Top of EXTRACTED TEXT

The DWP is considering including transaction costs and a small number of other charges into the cap, in order to improve the transparency of charges.

These include costs incurred by investment funds when assets are bought, sold or lent by the fund, known as ‘transaction costs’, and fees associated with life assurance products, which are sometimes included in scheme benefit packages.

Industry experts have previously argued that there’s been a lack of adequate transparency in the area of transaction costs to give any indication of what they amount to.

Charging structure

The government is also looking at the effectiveness of flat fees.

Typically, a flat fee structure would only really benefit those with the largest funds who contribute over a number of years, provided the fee is low.

Schemes with flat-fee charging structures may benefit from reduced vulnerability to economic shocks, such as that experienced during the COVID-19 emergency.

However, the problem is that individuals who are with a scheme for a short period of time could end up paying a higher charge.

This is because the fee is levied on the pot each month irrespective of whether contributions continue to be paid.

According to the DWP, this means that many of these savers could have the balance left in their fund charged down to zero before they reach pension age, even with a reliable annual investment return.

How much are you paying for your pension?

Bottom of EXTRACTED TEXT

• HOW TO COMPLETE THIS TASK:
Carry on the text about the DWP's review of pension scheme charges, starting after its final line. The records that follow come from a different source than the text above.

Top of SUPPLIED ENTRIES

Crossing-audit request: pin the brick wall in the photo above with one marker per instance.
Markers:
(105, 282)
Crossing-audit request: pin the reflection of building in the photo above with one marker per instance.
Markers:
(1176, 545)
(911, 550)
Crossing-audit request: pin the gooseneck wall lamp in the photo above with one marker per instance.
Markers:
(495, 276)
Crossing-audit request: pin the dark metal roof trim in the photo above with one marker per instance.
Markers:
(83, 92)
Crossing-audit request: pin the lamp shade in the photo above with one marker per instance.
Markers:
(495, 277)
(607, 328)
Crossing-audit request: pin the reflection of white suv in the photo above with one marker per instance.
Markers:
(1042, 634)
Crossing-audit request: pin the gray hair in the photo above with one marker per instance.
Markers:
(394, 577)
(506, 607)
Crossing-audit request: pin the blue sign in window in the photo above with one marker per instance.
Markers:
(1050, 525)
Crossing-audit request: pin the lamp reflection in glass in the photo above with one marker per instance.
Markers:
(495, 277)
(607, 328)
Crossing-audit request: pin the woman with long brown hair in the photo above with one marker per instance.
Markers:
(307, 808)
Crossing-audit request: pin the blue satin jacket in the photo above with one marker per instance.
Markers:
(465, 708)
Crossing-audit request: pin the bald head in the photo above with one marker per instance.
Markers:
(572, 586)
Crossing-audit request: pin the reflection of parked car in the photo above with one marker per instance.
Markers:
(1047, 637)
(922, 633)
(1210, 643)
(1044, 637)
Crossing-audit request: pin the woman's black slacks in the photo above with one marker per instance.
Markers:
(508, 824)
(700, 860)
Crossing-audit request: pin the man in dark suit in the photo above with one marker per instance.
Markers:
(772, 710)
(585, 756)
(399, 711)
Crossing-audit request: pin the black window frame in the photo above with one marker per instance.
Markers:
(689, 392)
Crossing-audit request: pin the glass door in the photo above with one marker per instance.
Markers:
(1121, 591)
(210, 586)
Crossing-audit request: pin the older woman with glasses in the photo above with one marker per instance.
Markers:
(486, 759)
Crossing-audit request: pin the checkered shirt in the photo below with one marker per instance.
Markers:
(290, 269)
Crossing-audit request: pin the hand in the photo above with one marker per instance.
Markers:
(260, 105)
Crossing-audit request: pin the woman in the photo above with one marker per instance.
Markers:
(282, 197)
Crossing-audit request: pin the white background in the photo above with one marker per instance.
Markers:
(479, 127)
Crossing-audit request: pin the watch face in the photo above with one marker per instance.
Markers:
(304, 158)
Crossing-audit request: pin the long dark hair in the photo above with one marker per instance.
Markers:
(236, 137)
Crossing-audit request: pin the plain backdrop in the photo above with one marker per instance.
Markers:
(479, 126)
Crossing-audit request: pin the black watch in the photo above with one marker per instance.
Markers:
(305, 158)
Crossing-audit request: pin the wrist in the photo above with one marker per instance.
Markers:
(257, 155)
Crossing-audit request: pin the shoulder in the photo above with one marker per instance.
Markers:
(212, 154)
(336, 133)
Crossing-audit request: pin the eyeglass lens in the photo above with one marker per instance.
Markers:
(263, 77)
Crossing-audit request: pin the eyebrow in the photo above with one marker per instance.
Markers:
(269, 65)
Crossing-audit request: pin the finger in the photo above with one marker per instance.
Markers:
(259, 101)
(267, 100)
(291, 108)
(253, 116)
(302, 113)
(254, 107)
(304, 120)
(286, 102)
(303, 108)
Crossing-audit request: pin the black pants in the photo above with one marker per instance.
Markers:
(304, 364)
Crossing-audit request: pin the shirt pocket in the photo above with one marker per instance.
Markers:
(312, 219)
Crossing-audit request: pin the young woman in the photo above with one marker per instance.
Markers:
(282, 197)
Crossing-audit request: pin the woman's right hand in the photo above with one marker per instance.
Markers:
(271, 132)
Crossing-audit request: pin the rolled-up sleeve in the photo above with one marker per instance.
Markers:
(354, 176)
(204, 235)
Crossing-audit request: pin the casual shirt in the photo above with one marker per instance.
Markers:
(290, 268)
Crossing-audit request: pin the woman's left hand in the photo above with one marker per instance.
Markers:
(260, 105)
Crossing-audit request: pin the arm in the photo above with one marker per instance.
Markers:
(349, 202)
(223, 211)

Bottom of SUPPLIED ENTRIES

• RESPONSE BELOW:
While the cap is set at 0.75%, the annual investment fee may sometimes be higher due to costs incurred by managing the underlying investment fund. In some cases, total costs may amount to up to 1%, though this is quite rare.

According to the DWP’s latest data from 2017, average charges are typically between 0.38% and 0.54% depending on the scheme type. This doesn’t include transaction costs or other charges.

However, there are some providers who continue to charge near to or at 0.75%. These are often, but not exclusively, smaller schemes that are less able to take advantage of the most competitive rates on the market.

For schemes with less than 100 members which qualified for auto-enrolment in 2017, the DWP says each member of staff typically paid between 0.61% and 0.72%.

It’s important to note that there are other fees which your provider may charge, such as a service or policy fee, which is sometimes hidden.

How much could you save with a lower charge cap?

While the government isn’t likely to drastically reduce the cap, any change could still make a substantial difference to your overall pot over time.

How much you’d save depends on the charging structure your scheme imposes.

The table below outlines the maximum a member would pay under a single percentage fee charging structure, which would be based on the total value of your retirement pot. This doesn’t include any underlying charges.

As you generally build your pension over time, the charges would typically increase as your pension grows. Although, the contributions you pay would usually be much more than the amount you’re charged, meaning your overall pot would keep building.

It’s more difficult to say how much less you could pay under a contribution or flat-fee structure, as it depends on how much the scheme charges per year.

Can I switch to a pension scheme with lower charges?

For most people, staying in a workplace pension is a good idea, particularly as your employer must contribute to it.

However, if it’s not suited to you, you can consider other options, such as a stakeholder pension or a self-invested personal pension (Sipp).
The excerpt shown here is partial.